:: Input data ::
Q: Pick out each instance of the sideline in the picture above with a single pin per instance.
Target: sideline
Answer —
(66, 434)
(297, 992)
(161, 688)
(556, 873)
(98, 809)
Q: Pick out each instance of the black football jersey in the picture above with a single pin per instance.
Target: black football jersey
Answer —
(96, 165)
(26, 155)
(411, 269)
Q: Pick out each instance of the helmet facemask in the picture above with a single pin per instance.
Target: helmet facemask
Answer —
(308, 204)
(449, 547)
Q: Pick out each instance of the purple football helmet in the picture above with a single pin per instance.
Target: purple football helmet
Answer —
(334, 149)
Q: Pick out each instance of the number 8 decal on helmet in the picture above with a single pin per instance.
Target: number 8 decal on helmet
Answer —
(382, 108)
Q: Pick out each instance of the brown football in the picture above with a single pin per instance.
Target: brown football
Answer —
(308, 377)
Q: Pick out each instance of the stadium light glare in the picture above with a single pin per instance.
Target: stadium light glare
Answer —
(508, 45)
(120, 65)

:: Task statement ::
Give the entries again exactly, every one.

:: Response ::
Q: Pick out each instance of the sideline in the picture above with a single pin per instance.
Target: sideline
Answer —
(66, 434)
(297, 992)
(161, 688)
(556, 873)
(98, 809)
Q: Pick out each instance of the black football jersey in the picture above with a single pin per instance.
Target: black football jersey
Answer —
(96, 165)
(26, 155)
(411, 269)
Q: Pick out each instance of the helmet facemask in the picture above with a single pin per instance.
Target: helmet facemask
Answer —
(308, 204)
(449, 547)
Q: Pick out each instance of the purple football helmet in the picture above with a single pin per instance.
Target: purple football helmet
Answer —
(334, 149)
Q: Pick out each instance of the number 8 decal on helmet in the picture above with a single pin per instance.
Target: number 8 decal on helmet
Answer —
(382, 108)
Q: Pick out each instance of the brown football in the picture above with a single pin per instance.
Target: brown football
Answer —
(308, 377)
Q: Pick out each instance of the stadium light glare in the picture above with a single pin per instance.
Target: stadium light glare
Answer —
(508, 45)
(120, 65)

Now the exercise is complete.